_What you should do_: Print all the data, keeping every line exactly as it is.

[Rows of box annotation data]
::::::
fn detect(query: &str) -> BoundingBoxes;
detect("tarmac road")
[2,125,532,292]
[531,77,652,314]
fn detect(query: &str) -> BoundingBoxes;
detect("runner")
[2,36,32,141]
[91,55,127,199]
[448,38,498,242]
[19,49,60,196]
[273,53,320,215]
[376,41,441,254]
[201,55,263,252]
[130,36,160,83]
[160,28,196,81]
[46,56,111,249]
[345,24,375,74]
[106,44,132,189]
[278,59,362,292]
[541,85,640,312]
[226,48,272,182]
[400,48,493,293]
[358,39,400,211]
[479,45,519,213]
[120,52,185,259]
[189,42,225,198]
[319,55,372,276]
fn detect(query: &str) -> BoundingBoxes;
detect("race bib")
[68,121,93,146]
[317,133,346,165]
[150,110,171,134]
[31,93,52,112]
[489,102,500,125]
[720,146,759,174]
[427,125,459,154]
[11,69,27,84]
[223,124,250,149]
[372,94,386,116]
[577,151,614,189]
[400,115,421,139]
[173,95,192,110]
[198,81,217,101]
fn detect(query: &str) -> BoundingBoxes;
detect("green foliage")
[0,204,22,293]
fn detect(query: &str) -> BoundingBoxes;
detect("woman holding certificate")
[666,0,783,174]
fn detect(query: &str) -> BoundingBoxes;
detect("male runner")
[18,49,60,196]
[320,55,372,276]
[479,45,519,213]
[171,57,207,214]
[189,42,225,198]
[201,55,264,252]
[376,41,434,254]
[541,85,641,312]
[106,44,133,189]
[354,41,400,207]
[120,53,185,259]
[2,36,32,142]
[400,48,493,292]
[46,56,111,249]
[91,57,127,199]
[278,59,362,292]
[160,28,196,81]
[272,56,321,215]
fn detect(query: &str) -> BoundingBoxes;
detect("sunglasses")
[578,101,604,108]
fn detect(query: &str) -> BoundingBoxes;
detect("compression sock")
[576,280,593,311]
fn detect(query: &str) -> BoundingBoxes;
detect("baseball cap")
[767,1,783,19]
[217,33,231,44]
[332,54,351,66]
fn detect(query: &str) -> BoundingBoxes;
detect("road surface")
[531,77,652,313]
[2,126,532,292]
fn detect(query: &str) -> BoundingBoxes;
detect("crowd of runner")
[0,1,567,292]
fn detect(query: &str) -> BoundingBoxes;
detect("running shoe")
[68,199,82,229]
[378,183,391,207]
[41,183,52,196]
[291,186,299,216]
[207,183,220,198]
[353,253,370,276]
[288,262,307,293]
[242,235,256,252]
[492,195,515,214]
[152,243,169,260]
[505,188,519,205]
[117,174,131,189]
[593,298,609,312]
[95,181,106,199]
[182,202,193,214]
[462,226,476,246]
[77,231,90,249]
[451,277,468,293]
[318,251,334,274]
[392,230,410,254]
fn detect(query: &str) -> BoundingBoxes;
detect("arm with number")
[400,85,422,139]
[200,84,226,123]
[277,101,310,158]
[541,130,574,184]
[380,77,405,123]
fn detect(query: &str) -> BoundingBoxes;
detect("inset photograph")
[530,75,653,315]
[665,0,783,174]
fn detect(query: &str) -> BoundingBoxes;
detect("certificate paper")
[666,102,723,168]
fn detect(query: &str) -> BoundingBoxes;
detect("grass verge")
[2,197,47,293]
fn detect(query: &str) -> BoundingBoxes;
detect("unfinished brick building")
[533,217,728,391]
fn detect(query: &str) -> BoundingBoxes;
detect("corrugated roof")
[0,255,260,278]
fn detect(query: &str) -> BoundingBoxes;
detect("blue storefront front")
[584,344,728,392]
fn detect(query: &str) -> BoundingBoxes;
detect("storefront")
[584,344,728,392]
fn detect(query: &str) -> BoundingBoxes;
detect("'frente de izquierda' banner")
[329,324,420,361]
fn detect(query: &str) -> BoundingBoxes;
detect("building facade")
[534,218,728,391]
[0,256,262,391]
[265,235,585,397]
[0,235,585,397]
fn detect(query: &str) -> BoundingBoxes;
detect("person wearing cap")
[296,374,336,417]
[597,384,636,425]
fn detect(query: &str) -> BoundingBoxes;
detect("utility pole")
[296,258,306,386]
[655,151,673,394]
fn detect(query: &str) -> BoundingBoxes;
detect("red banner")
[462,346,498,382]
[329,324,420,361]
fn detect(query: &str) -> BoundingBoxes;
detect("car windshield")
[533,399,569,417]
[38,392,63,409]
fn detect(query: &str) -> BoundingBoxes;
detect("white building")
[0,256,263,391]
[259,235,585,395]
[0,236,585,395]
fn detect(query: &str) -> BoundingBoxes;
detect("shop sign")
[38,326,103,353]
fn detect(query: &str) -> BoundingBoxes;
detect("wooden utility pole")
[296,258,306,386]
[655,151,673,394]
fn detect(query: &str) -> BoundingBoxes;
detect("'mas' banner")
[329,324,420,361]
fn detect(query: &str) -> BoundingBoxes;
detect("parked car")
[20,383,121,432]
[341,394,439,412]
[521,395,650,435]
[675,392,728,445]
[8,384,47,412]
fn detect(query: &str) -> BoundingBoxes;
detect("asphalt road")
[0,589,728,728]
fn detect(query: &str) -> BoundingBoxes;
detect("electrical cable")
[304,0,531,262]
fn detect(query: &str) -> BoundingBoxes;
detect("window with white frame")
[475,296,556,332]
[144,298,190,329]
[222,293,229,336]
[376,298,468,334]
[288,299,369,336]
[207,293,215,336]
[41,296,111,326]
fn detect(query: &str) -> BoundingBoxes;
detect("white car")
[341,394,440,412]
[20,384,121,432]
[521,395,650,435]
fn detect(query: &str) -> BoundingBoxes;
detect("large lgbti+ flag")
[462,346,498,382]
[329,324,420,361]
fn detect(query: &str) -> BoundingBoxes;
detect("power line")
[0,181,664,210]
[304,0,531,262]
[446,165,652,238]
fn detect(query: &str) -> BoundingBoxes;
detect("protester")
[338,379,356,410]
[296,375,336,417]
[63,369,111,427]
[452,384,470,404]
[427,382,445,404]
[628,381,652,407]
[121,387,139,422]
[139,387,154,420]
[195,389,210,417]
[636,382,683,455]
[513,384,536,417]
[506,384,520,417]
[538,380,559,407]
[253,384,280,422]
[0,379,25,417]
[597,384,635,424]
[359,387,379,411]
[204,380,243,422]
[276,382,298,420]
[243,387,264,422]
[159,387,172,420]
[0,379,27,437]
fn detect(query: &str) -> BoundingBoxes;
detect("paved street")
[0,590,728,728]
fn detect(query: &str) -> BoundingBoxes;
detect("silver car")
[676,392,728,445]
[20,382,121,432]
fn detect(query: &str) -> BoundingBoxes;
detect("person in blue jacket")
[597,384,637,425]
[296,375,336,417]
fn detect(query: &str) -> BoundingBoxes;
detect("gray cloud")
::::::
_Written answer_:
fn detect(query: &str) -> BoundingBoxes;
detect("tarmac road")
[2,125,532,292]
[531,77,652,314]
fn detect(query: &str) -> BoundingBoxes;
detect("runner")
[2,36,32,141]
[91,55,127,199]
[448,38,498,242]
[19,49,60,196]
[273,53,320,215]
[376,41,441,254]
[201,55,263,252]
[130,36,160,83]
[160,28,196,81]
[46,56,111,249]
[345,24,375,74]
[106,44,132,189]
[278,59,362,292]
[541,85,640,312]
[226,48,272,182]
[400,48,493,293]
[358,39,400,211]
[479,45,519,213]
[120,52,185,259]
[189,42,225,198]
[319,55,372,276]
fn detect(query: &str) -> BoundingBoxes;
detect("race bib")
[68,121,93,146]
[317,133,346,165]
[150,110,171,134]
[31,93,52,112]
[489,102,500,125]
[720,146,759,174]
[427,125,459,154]
[11,69,27,84]
[223,124,250,149]
[372,94,386,116]
[577,151,614,189]
[400,115,421,139]
[173,95,192,110]
[198,81,217,101]
fn detect(query: &str) -> BoundingBoxes;
detect("green foliage")
[0,204,22,293]
fn detect(query: &str) -> BoundingBoxes;
detect("woman holding certificate")
[666,0,783,174]
fn detect(query: &str) -> BoundingBoxes;
detect("male runner")
[18,49,60,196]
[320,55,372,276]
[479,45,519,213]
[171,57,207,214]
[189,42,225,198]
[201,55,264,252]
[376,41,434,254]
[541,85,641,312]
[106,44,133,189]
[354,41,400,207]
[120,53,185,259]
[2,36,32,142]
[400,48,493,292]
[46,56,111,249]
[91,57,127,199]
[278,59,362,292]
[160,28,196,81]
[272,56,321,215]
fn detect(query: &str) -> BoundingBoxes;
detect("sunglasses")
[578,101,604,108]
fn detect(query: &str) -> BoundingBoxes;
detect("compression sock")
[576,280,593,311]
fn detect(query: &str) -> BoundingBoxes;
detect("baseball cap")
[767,1,783,19]
[217,33,231,44]
[332,54,351,66]
fn detect(query: &str) -> BoundingBoxes;
detect("road surface")
[531,77,652,313]
[2,126,532,292]
fn detect(query: &str) -> BoundingBoxes;
detect("crowd of runner")
[0,1,567,292]
fn detect(query: &str) -> BoundingBoxes;
detect("running shoe")
[68,199,82,229]
[378,183,391,207]
[41,183,52,196]
[291,186,299,216]
[207,183,220,198]
[353,253,370,276]
[288,262,307,293]
[242,235,256,252]
[492,195,515,214]
[152,243,169,260]
[505,188,519,205]
[117,174,131,189]
[593,298,609,312]
[95,181,106,199]
[182,202,193,214]
[462,226,476,246]
[77,231,90,249]
[451,277,468,293]
[318,251,334,274]
[392,230,410,254]
fn detect(query: &str) -> BoundingBoxes;
detect("arm with number")
[400,85,422,139]
[200,84,226,123]
[277,101,310,158]
[541,130,574,184]
[380,77,405,123]
fn detect(query: &str) -> BoundingBoxes;
detect("inset photograph")
[530,75,653,315]
[665,0,783,174]
fn detect(query: &str) -> BoundingBoxes;
detect("certificate paper")
[666,102,723,168]
fn detect(query: &str) -> BoundingBoxes;
detect("grass verge")
[2,197,47,293]
fn detect(query: &str) -> BoundingBoxes;
detect("unfinished brick building")
[533,217,728,391]
fn detect(query: &str) -> BoundingBoxes;
detect("corrugated roof")
[0,255,260,278]
fn detect(query: &str) -> BoundingBoxes;
detect("blue storefront front")
[584,344,728,392]
fn detect(query: &str) -> BoundingBoxes;
detect("storefront")
[584,344,728,392]
fn detect(query: &str) -> BoundingBoxes;
detect("'frente de izquierda' banner")
[329,324,420,361]
fn detect(query: &str) -> BoundingBoxes;
detect("building facade")
[534,218,728,391]
[0,256,262,391]
[265,235,585,397]
[0,235,585,397]
fn detect(query: &str) -> BoundingBoxes;
detect("person wearing cap")
[296,374,336,417]
[597,384,636,425]
fn detect(query: &str) -> BoundingBoxes;
detect("utility pole")
[296,258,306,386]
[655,151,673,394]
fn detect(query: &str) -> BoundingBoxes;
detect("red banner")
[462,346,498,382]
[329,324,420,361]
fn detect(query: &str) -> BoundingBoxes;
detect("car windshield")
[533,399,569,417]
[38,392,63,409]
fn detect(query: &str) -> BoundingBoxes;
detect("white building")
[0,256,263,391]
[259,235,585,395]
[0,236,585,395]
fn detect(query: &str) -> BoundingBoxes;
detect("shop sign")
[38,326,103,353]
fn detect(query: &str) -> BoundingBoxes;
detect("wooden utility pole")
[296,258,306,386]
[655,151,673,394]
fn detect(query: &str) -> BoundingBoxes;
detect("'mas' banner")
[329,324,420,361]
fn detect(query: &str) -> BoundingBoxes;
detect("parked car")
[20,383,121,432]
[341,394,439,412]
[521,395,650,435]
[675,392,728,445]
[8,384,47,412]
fn detect(query: &str) -> BoundingBoxes;
detect("asphalt road")
[0,589,728,728]
fn detect(query: &str) -> BoundingBoxes;
detect("electrical cable")
[304,0,531,262]
fn detect(query: &str) -> BoundingBoxes;
detect("window with white frame")
[475,296,556,332]
[144,298,190,329]
[222,293,229,336]
[376,298,468,334]
[288,299,369,336]
[207,293,215,336]
[41,296,111,326]
fn detect(query: &str) -> BoundingBoxes;
detect("white car")
[341,394,440,412]
[20,384,121,432]
[521,395,650,435]
fn detect(query: &str) -> BoundingBoxes;
detect("large lgbti+ flag")
[462,346,498,382]
[329,324,420,361]
fn detect(query: &str) -> BoundingBoxes;
detect("power line")
[0,181,664,210]
[304,0,531,262]
[446,165,652,238]
fn detect(query: &str) -> BoundingBoxes;
detect("protester")
[338,379,356,410]
[296,375,336,417]
[63,369,111,427]
[452,384,470,404]
[427,382,445,404]
[628,381,652,407]
[121,387,139,422]
[139,387,154,420]
[195,389,210,417]
[636,382,683,455]
[513,384,536,417]
[506,384,520,417]
[538,380,559,407]
[253,384,280,422]
[0,379,25,417]
[597,384,635,424]
[359,387,379,411]
[204,380,243,422]
[276,382,298,420]
[243,387,264,422]
[159,387,172,420]
[0,379,27,437]
fn detect(query: &str) -> BoundingBoxes;
detect("paved street")
[0,590,728,728]
fn detect(query: &str) -> BoundingBoxes;
detect("silver car")
[676,392,728,445]
[20,382,121,432]
fn detect(query: &str) -> BoundingBoxes;
detect("person in blue jacket")
[597,384,637,425]
[296,375,336,417]
fn detect(query: &str) -> BoundingBoxes;
detect("gray cloud")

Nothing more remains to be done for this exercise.